Which lines of the records contain the word "rear"? Show each of them.

# Stored data
- - -
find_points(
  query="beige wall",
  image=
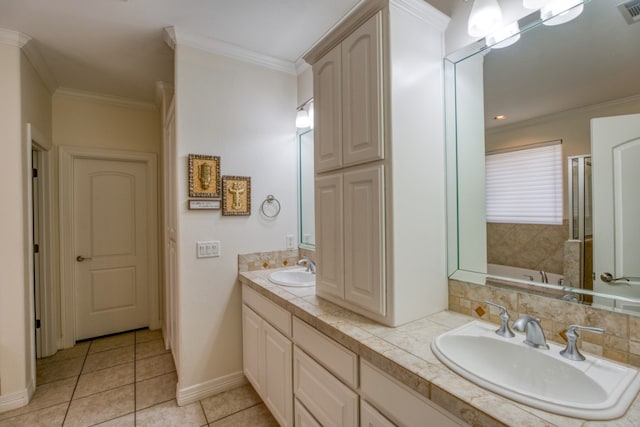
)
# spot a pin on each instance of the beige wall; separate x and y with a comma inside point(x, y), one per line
point(246, 115)
point(572, 127)
point(13, 289)
point(305, 86)
point(91, 122)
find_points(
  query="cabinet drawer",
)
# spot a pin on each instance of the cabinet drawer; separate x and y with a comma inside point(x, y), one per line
point(327, 399)
point(370, 417)
point(336, 358)
point(271, 312)
point(303, 417)
point(400, 404)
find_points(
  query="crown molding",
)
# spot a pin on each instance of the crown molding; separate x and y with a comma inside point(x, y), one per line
point(175, 36)
point(563, 114)
point(301, 66)
point(106, 99)
point(33, 55)
point(423, 11)
point(13, 38)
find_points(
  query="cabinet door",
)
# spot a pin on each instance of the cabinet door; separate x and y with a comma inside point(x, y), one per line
point(362, 104)
point(303, 417)
point(327, 399)
point(327, 92)
point(370, 417)
point(278, 386)
point(364, 282)
point(251, 354)
point(329, 239)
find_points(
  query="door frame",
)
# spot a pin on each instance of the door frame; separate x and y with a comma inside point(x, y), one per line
point(67, 155)
point(34, 140)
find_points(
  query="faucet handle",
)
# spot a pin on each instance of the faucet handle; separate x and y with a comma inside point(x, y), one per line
point(504, 330)
point(571, 352)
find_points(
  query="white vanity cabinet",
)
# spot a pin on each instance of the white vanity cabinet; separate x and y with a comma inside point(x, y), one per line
point(267, 353)
point(379, 161)
point(400, 405)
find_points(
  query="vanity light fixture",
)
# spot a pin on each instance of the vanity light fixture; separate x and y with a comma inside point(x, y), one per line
point(558, 12)
point(504, 37)
point(485, 18)
point(304, 118)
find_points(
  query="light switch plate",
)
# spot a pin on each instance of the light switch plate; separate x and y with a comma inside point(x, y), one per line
point(290, 241)
point(208, 249)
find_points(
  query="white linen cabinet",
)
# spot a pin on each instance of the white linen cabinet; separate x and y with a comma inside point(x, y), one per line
point(379, 161)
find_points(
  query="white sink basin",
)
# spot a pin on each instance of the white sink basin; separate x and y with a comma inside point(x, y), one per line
point(594, 389)
point(298, 278)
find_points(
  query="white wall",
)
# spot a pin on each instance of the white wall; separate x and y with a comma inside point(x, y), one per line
point(245, 114)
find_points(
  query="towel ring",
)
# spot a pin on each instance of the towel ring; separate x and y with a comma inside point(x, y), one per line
point(270, 207)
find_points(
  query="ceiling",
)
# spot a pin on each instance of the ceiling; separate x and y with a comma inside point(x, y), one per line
point(116, 47)
point(591, 60)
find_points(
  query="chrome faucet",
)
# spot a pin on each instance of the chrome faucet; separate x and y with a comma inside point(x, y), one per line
point(543, 276)
point(535, 335)
point(571, 352)
point(504, 330)
point(311, 266)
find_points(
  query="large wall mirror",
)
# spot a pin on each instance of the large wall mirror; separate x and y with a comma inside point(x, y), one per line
point(306, 213)
point(550, 89)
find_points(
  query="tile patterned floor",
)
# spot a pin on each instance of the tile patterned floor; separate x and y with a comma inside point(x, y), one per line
point(126, 380)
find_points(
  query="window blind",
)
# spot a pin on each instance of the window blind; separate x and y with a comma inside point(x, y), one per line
point(525, 186)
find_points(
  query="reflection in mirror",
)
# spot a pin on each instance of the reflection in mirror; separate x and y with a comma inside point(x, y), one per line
point(306, 217)
point(546, 87)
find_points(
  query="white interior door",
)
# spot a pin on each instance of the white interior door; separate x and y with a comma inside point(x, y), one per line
point(110, 245)
point(615, 148)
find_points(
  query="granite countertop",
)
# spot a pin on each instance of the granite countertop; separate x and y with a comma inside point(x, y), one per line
point(405, 353)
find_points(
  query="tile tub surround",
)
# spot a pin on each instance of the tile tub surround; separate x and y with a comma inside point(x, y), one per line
point(620, 341)
point(405, 353)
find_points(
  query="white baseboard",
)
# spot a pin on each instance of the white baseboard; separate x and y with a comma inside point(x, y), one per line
point(14, 400)
point(193, 393)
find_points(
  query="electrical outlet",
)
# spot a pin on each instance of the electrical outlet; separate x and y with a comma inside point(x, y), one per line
point(208, 249)
point(290, 241)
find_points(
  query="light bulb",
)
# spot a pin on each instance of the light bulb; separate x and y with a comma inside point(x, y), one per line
point(302, 119)
point(485, 17)
point(534, 4)
point(559, 12)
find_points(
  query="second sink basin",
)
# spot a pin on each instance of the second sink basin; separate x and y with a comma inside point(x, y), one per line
point(298, 277)
point(594, 389)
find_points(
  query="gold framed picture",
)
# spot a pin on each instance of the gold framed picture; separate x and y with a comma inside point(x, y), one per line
point(236, 195)
point(204, 176)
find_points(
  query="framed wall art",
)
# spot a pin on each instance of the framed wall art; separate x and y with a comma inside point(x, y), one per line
point(236, 195)
point(204, 176)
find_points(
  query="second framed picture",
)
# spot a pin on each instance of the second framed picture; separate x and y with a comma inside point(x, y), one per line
point(236, 195)
point(204, 176)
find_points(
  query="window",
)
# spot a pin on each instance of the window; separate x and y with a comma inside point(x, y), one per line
point(524, 186)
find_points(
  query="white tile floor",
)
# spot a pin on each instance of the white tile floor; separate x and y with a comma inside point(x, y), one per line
point(126, 380)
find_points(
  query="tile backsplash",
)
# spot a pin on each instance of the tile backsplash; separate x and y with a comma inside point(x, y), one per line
point(273, 259)
point(620, 341)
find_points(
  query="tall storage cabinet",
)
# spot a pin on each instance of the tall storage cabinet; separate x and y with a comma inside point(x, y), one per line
point(379, 161)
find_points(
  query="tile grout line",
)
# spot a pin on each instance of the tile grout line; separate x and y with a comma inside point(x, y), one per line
point(135, 379)
point(86, 355)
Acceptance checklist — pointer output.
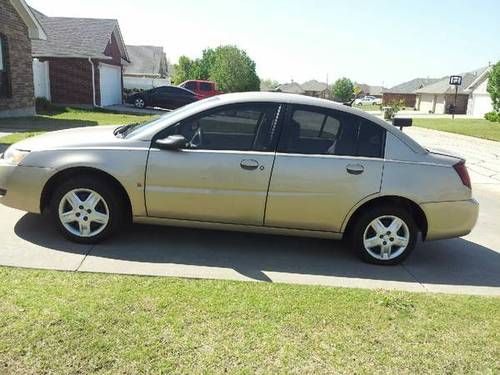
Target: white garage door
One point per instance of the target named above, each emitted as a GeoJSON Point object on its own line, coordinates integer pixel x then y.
{"type": "Point", "coordinates": [111, 84]}
{"type": "Point", "coordinates": [482, 104]}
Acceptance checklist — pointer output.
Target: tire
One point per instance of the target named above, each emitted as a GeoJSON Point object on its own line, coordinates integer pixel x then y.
{"type": "Point", "coordinates": [140, 102]}
{"type": "Point", "coordinates": [377, 226]}
{"type": "Point", "coordinates": [87, 209]}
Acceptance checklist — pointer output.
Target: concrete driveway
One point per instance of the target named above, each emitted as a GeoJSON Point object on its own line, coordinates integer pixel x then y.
{"type": "Point", "coordinates": [468, 265]}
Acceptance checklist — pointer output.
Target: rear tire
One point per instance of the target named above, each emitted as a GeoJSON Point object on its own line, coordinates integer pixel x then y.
{"type": "Point", "coordinates": [384, 235]}
{"type": "Point", "coordinates": [87, 210]}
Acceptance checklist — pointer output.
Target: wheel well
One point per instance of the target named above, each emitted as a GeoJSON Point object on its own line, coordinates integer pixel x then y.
{"type": "Point", "coordinates": [413, 208]}
{"type": "Point", "coordinates": [61, 176]}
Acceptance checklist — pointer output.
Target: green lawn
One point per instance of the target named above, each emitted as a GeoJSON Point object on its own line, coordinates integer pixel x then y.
{"type": "Point", "coordinates": [55, 322]}
{"type": "Point", "coordinates": [473, 127]}
{"type": "Point", "coordinates": [63, 118]}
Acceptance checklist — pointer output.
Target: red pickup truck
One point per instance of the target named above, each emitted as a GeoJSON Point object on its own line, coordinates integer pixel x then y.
{"type": "Point", "coordinates": [203, 89]}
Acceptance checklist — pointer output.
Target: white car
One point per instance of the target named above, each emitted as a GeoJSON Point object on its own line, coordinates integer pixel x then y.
{"type": "Point", "coordinates": [368, 100]}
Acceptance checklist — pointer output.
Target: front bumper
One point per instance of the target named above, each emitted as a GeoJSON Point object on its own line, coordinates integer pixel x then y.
{"type": "Point", "coordinates": [450, 219]}
{"type": "Point", "coordinates": [22, 186]}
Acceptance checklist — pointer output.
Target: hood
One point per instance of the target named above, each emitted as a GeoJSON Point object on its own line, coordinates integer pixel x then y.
{"type": "Point", "coordinates": [91, 136]}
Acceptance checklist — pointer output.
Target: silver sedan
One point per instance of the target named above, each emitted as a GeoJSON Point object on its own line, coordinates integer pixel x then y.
{"type": "Point", "coordinates": [257, 162]}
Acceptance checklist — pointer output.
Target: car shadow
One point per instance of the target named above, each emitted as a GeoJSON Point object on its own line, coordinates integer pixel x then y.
{"type": "Point", "coordinates": [449, 262]}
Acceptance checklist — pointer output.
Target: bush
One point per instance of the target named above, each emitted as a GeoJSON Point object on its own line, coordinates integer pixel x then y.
{"type": "Point", "coordinates": [492, 116]}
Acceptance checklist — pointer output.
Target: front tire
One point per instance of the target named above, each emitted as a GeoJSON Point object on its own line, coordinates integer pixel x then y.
{"type": "Point", "coordinates": [384, 235]}
{"type": "Point", "coordinates": [86, 210]}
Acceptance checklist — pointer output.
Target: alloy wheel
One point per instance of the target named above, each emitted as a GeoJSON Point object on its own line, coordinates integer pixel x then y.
{"type": "Point", "coordinates": [386, 237]}
{"type": "Point", "coordinates": [83, 212]}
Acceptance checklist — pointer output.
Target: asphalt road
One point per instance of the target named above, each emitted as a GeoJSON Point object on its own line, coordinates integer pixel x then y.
{"type": "Point", "coordinates": [469, 265]}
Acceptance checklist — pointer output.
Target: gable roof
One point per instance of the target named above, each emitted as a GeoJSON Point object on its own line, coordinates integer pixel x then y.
{"type": "Point", "coordinates": [443, 86]}
{"type": "Point", "coordinates": [35, 29]}
{"type": "Point", "coordinates": [146, 60]}
{"type": "Point", "coordinates": [76, 37]}
{"type": "Point", "coordinates": [411, 86]}
{"type": "Point", "coordinates": [314, 85]}
{"type": "Point", "coordinates": [291, 88]}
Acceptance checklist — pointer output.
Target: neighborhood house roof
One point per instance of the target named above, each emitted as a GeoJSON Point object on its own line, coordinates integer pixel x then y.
{"type": "Point", "coordinates": [291, 88]}
{"type": "Point", "coordinates": [76, 37]}
{"type": "Point", "coordinates": [411, 86]}
{"type": "Point", "coordinates": [146, 61]}
{"type": "Point", "coordinates": [314, 85]}
{"type": "Point", "coordinates": [443, 86]}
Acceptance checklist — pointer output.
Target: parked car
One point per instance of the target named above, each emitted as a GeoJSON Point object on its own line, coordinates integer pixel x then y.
{"type": "Point", "coordinates": [257, 162]}
{"type": "Point", "coordinates": [203, 89]}
{"type": "Point", "coordinates": [168, 97]}
{"type": "Point", "coordinates": [368, 100]}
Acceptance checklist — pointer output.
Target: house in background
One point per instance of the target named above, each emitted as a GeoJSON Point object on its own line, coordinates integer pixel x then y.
{"type": "Point", "coordinates": [148, 68]}
{"type": "Point", "coordinates": [368, 90]}
{"type": "Point", "coordinates": [18, 27]}
{"type": "Point", "coordinates": [290, 88]}
{"type": "Point", "coordinates": [316, 89]}
{"type": "Point", "coordinates": [439, 96]}
{"type": "Point", "coordinates": [80, 62]}
{"type": "Point", "coordinates": [406, 91]}
{"type": "Point", "coordinates": [479, 102]}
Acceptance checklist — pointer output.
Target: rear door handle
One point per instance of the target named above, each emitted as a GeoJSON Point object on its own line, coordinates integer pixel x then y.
{"type": "Point", "coordinates": [355, 169]}
{"type": "Point", "coordinates": [249, 164]}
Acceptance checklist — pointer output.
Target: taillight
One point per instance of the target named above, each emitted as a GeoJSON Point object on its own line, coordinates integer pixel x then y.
{"type": "Point", "coordinates": [461, 169]}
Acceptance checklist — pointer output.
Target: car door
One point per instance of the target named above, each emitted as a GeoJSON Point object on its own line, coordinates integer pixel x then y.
{"type": "Point", "coordinates": [327, 161]}
{"type": "Point", "coordinates": [223, 175]}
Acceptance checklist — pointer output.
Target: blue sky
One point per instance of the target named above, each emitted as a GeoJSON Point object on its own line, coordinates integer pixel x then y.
{"type": "Point", "coordinates": [376, 42]}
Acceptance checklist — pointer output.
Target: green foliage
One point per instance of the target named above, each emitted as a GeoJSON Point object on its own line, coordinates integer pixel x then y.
{"type": "Point", "coordinates": [229, 66]}
{"type": "Point", "coordinates": [392, 108]}
{"type": "Point", "coordinates": [492, 116]}
{"type": "Point", "coordinates": [343, 90]}
{"type": "Point", "coordinates": [494, 86]}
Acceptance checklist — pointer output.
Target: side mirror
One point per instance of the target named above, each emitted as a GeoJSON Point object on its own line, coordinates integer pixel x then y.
{"type": "Point", "coordinates": [173, 142]}
{"type": "Point", "coordinates": [401, 122]}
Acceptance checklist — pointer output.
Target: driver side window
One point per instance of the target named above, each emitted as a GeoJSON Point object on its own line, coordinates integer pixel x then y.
{"type": "Point", "coordinates": [239, 128]}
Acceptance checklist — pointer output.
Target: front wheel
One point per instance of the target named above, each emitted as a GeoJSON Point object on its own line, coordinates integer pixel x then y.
{"type": "Point", "coordinates": [384, 235]}
{"type": "Point", "coordinates": [86, 210]}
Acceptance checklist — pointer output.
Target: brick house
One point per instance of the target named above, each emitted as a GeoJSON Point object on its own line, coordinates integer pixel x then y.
{"type": "Point", "coordinates": [80, 62]}
{"type": "Point", "coordinates": [406, 92]}
{"type": "Point", "coordinates": [17, 27]}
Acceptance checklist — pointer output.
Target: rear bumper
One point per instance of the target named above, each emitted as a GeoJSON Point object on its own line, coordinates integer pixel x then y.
{"type": "Point", "coordinates": [450, 219]}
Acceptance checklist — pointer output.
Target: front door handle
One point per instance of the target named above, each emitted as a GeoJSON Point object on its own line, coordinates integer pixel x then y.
{"type": "Point", "coordinates": [355, 169]}
{"type": "Point", "coordinates": [249, 164]}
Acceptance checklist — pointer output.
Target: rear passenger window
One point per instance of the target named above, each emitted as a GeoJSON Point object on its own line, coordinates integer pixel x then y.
{"type": "Point", "coordinates": [311, 130]}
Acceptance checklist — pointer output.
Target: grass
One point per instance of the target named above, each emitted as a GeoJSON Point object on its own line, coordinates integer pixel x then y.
{"type": "Point", "coordinates": [54, 322]}
{"type": "Point", "coordinates": [63, 118]}
{"type": "Point", "coordinates": [473, 127]}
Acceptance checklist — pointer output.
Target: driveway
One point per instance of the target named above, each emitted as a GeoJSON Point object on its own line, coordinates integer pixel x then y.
{"type": "Point", "coordinates": [469, 265]}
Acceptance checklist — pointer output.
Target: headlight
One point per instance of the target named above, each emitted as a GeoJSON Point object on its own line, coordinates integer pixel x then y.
{"type": "Point", "coordinates": [14, 156]}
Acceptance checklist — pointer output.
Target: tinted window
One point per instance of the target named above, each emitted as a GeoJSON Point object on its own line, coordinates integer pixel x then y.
{"type": "Point", "coordinates": [328, 132]}
{"type": "Point", "coordinates": [190, 86]}
{"type": "Point", "coordinates": [205, 86]}
{"type": "Point", "coordinates": [242, 128]}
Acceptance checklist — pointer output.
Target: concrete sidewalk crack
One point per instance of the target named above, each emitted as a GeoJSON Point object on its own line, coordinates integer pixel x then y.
{"type": "Point", "coordinates": [414, 277]}
{"type": "Point", "coordinates": [85, 257]}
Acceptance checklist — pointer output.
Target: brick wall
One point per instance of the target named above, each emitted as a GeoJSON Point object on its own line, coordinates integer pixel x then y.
{"type": "Point", "coordinates": [20, 68]}
{"type": "Point", "coordinates": [71, 78]}
{"type": "Point", "coordinates": [409, 100]}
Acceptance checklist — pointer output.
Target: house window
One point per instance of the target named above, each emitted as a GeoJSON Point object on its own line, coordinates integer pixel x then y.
{"type": "Point", "coordinates": [4, 68]}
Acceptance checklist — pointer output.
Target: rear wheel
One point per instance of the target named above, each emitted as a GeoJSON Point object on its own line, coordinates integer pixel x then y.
{"type": "Point", "coordinates": [384, 235]}
{"type": "Point", "coordinates": [86, 210]}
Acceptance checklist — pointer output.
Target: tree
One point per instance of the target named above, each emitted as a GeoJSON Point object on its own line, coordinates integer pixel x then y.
{"type": "Point", "coordinates": [343, 90]}
{"type": "Point", "coordinates": [233, 70]}
{"type": "Point", "coordinates": [183, 70]}
{"type": "Point", "coordinates": [494, 86]}
{"type": "Point", "coordinates": [229, 66]}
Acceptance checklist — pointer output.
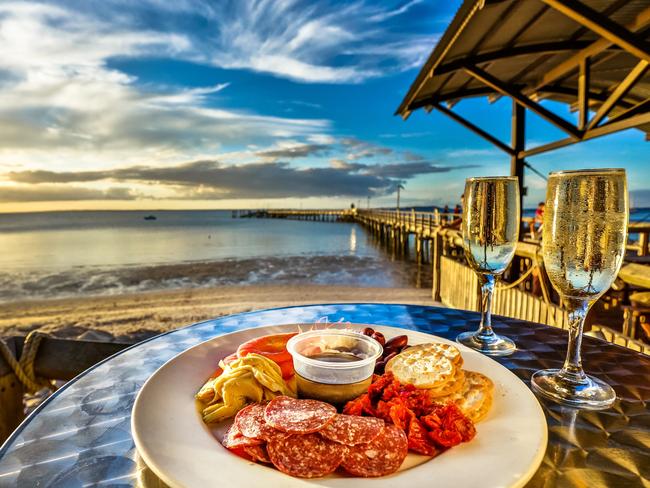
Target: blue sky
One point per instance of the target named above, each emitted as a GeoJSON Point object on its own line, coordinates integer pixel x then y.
{"type": "Point", "coordinates": [232, 104]}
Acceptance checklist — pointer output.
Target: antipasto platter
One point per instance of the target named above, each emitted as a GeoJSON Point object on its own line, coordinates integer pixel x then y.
{"type": "Point", "coordinates": [327, 405]}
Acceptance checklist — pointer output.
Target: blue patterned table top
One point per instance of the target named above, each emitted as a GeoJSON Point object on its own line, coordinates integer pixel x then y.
{"type": "Point", "coordinates": [81, 435]}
- - -
# REPLY TO THE EXERCISE
Target: rear tire
Target: rear door handle
Target: rear bumper
Target: rear passenger window
Target: rear wheel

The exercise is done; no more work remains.